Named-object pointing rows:
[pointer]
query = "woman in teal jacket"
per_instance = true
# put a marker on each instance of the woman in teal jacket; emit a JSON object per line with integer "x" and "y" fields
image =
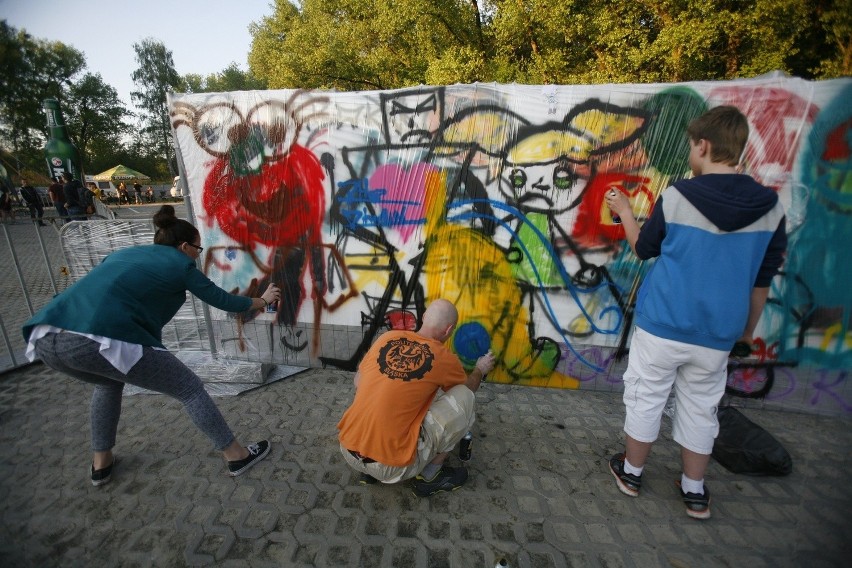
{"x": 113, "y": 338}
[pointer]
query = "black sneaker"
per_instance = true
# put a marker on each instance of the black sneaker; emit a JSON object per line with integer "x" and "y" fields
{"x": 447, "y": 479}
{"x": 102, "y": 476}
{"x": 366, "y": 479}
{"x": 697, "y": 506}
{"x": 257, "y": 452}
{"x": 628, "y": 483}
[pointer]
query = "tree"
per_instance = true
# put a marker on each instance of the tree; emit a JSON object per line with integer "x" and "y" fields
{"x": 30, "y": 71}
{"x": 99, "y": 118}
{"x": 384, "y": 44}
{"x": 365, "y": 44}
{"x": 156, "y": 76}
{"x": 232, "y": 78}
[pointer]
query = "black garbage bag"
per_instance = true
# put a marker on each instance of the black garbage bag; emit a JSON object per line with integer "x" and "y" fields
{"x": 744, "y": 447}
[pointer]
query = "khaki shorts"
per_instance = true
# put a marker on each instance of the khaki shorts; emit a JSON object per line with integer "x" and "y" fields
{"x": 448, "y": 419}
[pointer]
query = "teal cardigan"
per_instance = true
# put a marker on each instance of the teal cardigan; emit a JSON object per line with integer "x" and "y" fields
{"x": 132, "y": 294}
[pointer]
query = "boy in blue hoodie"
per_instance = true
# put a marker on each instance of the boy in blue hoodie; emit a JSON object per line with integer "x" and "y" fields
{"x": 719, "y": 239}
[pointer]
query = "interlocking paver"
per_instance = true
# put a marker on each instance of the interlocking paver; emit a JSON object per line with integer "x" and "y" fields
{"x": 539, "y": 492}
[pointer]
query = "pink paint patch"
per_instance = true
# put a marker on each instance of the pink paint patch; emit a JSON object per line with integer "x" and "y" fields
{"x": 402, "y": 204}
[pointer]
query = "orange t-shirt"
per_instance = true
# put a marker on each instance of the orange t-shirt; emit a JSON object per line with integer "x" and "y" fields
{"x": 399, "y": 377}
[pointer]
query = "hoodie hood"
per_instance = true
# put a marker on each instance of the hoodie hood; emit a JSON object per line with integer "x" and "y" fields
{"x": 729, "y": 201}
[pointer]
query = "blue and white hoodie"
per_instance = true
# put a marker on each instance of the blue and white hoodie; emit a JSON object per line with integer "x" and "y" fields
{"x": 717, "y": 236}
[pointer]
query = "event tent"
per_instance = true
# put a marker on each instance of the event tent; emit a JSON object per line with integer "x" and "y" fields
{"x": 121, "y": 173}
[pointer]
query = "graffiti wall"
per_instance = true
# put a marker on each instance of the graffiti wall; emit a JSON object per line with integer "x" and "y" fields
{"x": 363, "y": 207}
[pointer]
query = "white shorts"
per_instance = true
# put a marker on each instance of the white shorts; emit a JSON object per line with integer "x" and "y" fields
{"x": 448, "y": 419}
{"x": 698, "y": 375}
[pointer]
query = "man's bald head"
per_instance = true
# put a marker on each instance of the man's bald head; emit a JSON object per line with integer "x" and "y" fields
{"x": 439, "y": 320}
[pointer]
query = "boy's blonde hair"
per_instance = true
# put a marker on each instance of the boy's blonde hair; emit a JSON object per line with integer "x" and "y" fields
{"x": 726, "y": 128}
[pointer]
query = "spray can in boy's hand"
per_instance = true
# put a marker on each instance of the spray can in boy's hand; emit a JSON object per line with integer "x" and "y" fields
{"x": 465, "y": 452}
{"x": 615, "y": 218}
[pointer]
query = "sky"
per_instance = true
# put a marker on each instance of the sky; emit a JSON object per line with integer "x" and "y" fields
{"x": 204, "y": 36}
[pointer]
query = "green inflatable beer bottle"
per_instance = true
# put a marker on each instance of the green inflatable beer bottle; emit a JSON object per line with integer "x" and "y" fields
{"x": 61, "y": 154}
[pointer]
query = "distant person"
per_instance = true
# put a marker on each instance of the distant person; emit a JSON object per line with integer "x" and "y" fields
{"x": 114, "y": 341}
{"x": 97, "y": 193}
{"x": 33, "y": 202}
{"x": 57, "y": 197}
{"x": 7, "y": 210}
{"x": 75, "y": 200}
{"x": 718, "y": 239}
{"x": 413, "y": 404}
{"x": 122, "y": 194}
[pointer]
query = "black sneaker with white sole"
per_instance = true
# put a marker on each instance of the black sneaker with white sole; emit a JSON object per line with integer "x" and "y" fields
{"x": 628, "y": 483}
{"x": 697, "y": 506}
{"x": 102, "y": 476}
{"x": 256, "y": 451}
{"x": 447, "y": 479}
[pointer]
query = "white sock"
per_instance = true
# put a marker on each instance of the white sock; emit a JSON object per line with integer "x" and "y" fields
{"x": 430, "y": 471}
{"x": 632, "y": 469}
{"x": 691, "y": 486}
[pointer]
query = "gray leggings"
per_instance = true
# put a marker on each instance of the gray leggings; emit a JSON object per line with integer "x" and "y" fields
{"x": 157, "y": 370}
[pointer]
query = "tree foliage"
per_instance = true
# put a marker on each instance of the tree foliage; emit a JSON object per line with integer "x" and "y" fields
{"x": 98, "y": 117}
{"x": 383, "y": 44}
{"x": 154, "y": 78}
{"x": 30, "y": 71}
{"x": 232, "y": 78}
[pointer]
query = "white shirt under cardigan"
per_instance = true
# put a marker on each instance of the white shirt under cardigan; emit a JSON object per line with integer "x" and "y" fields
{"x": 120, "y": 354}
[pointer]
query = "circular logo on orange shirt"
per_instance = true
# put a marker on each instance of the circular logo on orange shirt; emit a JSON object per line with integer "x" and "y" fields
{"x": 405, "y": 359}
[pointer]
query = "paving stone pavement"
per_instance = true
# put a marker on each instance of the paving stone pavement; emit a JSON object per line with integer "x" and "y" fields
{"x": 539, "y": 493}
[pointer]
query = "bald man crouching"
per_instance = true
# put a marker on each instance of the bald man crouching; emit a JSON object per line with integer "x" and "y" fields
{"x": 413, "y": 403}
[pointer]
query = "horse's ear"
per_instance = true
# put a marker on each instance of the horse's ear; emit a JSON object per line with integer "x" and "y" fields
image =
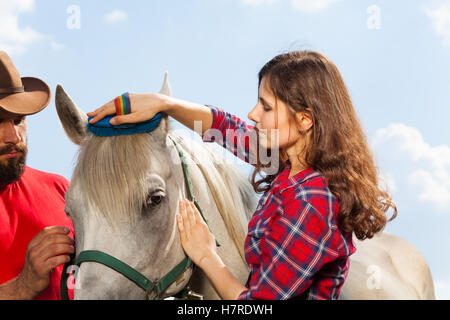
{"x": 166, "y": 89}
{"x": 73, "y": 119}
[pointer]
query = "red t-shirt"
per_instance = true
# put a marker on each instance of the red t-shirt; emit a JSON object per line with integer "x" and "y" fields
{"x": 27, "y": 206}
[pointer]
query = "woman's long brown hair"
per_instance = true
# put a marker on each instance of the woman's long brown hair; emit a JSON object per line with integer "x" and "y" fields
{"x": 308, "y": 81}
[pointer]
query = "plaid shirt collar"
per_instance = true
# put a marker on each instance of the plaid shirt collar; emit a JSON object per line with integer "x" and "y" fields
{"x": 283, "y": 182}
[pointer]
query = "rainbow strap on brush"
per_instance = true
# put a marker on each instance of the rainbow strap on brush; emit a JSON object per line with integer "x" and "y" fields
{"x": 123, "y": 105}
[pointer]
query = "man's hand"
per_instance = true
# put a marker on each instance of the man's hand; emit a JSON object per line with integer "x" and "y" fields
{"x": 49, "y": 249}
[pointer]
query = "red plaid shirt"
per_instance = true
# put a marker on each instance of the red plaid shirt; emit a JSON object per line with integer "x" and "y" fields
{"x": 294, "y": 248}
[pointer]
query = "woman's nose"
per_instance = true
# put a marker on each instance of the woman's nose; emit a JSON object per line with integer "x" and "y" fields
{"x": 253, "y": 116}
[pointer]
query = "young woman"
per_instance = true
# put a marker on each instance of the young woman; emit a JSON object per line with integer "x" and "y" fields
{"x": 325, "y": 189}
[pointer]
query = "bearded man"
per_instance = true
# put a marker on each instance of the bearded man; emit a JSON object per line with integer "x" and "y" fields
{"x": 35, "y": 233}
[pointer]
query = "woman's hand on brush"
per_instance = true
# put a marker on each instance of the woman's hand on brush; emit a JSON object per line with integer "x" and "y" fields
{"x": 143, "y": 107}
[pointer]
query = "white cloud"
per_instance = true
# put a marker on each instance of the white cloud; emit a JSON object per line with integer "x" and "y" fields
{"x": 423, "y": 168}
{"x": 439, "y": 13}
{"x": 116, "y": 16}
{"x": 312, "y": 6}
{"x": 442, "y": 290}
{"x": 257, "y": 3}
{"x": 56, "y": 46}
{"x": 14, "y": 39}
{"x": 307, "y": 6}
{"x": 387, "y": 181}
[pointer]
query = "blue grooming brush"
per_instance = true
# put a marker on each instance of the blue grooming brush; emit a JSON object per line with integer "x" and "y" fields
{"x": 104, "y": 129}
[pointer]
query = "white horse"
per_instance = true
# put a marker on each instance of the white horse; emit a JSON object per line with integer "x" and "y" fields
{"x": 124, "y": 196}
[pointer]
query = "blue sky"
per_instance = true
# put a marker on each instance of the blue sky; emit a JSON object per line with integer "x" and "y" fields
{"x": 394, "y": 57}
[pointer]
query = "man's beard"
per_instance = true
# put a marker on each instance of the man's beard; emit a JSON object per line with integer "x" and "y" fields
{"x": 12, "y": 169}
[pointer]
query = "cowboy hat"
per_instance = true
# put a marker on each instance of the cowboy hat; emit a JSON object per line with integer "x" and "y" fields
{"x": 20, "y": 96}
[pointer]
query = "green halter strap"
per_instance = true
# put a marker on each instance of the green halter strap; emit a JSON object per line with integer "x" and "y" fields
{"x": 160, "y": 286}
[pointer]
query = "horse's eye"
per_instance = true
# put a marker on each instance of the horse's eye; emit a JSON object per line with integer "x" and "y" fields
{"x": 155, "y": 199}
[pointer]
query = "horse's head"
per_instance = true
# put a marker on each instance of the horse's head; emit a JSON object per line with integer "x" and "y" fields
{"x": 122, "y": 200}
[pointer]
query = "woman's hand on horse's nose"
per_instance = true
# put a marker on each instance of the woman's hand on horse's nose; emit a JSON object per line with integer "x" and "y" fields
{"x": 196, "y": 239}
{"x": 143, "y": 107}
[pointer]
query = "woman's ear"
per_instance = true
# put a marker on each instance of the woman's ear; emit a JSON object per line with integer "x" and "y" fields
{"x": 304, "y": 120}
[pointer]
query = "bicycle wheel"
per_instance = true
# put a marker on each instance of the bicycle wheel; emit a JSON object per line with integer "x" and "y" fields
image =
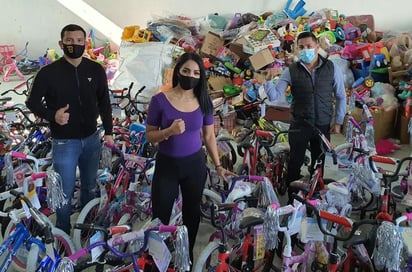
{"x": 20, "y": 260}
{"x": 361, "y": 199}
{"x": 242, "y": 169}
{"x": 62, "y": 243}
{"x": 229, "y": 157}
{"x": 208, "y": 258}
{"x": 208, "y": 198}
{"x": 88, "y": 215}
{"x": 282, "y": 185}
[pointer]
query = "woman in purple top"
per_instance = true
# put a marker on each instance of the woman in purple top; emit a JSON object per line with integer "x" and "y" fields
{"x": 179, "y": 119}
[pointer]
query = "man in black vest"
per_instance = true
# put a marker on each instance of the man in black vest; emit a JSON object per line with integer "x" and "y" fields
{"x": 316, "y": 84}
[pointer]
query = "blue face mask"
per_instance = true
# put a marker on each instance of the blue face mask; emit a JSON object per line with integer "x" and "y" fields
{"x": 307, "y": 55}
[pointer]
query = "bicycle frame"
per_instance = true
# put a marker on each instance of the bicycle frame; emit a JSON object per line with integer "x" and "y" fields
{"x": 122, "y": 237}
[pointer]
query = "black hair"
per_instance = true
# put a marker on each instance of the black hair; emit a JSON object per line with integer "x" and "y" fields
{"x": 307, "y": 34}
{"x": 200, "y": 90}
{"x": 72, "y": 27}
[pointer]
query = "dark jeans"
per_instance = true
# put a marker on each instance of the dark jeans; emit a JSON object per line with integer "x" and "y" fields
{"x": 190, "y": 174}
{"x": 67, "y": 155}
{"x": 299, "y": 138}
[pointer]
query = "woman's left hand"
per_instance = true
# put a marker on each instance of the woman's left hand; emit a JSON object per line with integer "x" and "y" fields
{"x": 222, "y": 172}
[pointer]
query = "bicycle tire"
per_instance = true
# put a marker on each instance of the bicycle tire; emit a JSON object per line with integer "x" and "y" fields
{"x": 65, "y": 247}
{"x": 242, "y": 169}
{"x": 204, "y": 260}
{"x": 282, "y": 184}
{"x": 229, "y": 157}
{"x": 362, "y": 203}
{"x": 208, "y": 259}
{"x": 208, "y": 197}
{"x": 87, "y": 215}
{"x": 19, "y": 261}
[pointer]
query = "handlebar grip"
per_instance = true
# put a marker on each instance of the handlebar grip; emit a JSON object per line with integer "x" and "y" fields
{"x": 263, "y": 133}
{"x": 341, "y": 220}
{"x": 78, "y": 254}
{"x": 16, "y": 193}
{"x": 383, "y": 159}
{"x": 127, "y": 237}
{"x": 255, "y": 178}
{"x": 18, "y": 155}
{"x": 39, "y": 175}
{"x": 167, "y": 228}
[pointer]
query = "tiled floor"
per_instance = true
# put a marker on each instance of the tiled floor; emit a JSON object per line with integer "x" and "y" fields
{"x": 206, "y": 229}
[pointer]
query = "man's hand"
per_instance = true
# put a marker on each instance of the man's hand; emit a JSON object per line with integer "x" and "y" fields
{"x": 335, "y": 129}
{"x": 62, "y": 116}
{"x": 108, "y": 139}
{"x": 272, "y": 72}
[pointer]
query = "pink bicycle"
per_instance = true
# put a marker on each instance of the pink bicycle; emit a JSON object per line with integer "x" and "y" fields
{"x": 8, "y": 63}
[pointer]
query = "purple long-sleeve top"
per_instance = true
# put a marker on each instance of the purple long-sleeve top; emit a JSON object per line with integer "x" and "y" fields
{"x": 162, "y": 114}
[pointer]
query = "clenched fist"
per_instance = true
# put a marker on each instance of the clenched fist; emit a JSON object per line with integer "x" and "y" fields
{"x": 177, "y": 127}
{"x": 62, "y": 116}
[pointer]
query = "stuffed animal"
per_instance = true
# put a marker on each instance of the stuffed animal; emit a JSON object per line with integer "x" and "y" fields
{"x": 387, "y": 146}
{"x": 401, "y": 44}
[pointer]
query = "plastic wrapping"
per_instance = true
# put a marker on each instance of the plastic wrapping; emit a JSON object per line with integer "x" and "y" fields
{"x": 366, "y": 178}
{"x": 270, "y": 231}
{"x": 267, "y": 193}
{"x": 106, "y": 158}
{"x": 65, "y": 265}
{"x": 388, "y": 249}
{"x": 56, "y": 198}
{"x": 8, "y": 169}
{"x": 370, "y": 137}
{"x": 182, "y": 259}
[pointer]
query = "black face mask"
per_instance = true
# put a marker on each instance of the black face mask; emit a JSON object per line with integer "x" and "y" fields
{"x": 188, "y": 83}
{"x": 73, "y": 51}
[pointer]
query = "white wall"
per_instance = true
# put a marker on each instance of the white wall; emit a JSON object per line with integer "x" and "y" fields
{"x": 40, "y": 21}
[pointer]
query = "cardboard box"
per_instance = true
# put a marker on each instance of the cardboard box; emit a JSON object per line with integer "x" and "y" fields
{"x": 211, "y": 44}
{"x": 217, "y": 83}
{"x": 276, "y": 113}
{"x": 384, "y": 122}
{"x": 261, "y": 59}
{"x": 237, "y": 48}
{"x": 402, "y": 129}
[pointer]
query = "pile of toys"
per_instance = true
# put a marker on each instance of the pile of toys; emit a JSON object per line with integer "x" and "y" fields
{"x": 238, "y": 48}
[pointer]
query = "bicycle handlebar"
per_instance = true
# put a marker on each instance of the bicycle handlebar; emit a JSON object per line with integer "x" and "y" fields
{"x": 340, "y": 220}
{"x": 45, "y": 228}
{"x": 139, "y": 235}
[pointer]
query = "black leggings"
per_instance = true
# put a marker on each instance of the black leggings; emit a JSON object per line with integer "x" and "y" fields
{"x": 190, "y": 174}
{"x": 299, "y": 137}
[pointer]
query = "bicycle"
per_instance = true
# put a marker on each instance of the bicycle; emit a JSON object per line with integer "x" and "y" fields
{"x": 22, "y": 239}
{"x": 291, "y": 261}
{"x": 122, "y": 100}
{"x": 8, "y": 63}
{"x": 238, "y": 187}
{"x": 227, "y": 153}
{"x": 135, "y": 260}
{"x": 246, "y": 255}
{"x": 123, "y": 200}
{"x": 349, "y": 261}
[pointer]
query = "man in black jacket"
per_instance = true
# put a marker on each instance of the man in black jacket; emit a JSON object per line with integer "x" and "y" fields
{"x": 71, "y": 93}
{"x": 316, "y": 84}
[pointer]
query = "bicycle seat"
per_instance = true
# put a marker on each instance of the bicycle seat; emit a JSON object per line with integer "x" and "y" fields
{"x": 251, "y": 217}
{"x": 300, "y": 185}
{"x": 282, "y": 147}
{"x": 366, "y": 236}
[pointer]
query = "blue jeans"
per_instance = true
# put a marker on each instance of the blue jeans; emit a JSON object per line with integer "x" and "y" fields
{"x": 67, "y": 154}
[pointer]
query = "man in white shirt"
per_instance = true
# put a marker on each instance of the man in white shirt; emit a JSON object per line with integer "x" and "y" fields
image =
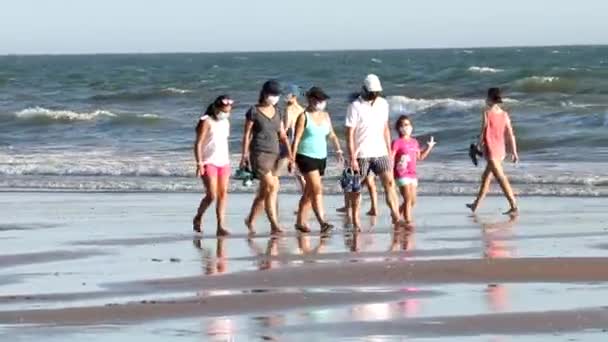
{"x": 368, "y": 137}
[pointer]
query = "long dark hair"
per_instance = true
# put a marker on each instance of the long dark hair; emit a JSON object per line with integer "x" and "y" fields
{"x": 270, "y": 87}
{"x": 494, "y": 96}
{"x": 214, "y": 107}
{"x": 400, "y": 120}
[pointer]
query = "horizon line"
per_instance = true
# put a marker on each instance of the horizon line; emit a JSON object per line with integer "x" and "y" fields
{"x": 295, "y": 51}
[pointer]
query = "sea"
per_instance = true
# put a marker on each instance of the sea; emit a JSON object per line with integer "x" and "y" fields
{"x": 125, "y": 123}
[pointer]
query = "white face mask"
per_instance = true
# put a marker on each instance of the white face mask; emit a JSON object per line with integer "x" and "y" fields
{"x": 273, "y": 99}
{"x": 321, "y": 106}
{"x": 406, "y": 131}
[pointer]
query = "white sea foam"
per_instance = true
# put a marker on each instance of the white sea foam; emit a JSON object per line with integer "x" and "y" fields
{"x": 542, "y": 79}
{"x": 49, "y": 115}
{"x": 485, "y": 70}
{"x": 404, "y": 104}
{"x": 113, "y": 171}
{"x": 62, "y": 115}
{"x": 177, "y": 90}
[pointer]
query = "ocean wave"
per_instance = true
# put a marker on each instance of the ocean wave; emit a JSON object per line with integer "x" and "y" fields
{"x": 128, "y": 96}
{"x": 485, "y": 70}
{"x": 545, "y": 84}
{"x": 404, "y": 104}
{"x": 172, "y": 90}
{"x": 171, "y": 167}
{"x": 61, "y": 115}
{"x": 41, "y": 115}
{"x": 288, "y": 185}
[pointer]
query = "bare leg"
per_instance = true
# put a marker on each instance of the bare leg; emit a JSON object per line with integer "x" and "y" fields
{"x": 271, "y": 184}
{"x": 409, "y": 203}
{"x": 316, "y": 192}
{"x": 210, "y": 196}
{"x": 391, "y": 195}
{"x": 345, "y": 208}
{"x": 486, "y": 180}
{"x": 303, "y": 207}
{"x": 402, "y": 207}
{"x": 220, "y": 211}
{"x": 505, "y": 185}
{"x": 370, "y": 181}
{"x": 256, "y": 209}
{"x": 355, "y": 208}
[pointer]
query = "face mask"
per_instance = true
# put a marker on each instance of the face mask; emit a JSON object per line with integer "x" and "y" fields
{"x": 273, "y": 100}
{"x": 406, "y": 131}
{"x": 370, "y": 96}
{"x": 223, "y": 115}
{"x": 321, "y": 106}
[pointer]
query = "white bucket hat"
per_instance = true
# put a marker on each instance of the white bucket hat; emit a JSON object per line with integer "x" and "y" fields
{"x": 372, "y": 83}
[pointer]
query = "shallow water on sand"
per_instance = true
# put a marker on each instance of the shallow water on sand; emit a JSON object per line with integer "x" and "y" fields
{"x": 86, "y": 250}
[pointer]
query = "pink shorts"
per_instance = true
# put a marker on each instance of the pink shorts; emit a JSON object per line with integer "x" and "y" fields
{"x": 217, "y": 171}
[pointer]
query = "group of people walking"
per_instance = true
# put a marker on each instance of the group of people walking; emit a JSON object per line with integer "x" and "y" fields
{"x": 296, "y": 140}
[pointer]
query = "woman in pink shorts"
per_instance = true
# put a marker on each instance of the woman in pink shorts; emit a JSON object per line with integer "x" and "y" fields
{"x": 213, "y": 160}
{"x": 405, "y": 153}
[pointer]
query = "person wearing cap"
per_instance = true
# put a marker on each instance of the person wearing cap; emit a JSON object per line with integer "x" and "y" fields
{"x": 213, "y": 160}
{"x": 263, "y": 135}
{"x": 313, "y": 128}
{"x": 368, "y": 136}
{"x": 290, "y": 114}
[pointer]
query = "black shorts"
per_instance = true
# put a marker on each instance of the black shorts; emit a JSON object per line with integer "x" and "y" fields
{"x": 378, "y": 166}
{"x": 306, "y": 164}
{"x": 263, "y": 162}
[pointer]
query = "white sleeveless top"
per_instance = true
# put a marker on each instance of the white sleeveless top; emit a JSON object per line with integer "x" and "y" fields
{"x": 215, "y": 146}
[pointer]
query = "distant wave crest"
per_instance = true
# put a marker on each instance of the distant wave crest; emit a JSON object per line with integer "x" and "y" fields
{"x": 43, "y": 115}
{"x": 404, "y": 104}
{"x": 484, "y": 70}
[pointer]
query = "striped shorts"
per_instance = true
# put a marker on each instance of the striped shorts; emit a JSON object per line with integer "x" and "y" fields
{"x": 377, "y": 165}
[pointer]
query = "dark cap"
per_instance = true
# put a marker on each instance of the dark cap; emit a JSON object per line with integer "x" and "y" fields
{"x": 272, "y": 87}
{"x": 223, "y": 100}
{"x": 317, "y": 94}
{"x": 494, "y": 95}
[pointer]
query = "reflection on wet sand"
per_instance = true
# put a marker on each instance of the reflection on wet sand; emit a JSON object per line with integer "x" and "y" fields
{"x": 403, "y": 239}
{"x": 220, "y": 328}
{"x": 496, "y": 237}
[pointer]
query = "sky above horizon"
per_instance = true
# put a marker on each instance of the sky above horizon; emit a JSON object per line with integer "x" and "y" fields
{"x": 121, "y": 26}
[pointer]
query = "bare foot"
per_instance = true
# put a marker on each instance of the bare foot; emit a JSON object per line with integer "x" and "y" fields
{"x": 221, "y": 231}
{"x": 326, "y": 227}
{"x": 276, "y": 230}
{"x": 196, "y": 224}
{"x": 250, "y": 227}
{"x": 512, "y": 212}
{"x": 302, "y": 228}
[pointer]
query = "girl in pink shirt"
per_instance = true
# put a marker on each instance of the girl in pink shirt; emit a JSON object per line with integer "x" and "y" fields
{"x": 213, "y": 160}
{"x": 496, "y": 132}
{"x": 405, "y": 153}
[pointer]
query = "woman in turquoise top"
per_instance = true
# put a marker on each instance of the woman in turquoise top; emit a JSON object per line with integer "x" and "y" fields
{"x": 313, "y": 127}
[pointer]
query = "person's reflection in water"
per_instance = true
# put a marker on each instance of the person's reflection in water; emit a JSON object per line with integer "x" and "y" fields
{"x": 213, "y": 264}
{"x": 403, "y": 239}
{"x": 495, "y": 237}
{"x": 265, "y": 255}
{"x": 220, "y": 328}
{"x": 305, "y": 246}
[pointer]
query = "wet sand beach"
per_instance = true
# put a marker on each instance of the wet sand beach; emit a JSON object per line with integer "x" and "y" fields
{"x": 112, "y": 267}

[Exercise goal]
Filter the rows above and copy out each line that contains the string "hoodie".

[Answer for this exercise]
query = "boy in blue hoodie"
# put a marker on each instance of the boy in blue hoodie; emit a JSON object per line with integer "x" and "y" fields
query = "hoodie hood"
# put a marker on each instance of the hoodie hood; emit a JSON object per line with integer "x" and "y" fields
query = "blue and white hoodie"
# put a marker on each instance of the blue and white hoodie; emit a JSON object per line with integer "x" and "y" fields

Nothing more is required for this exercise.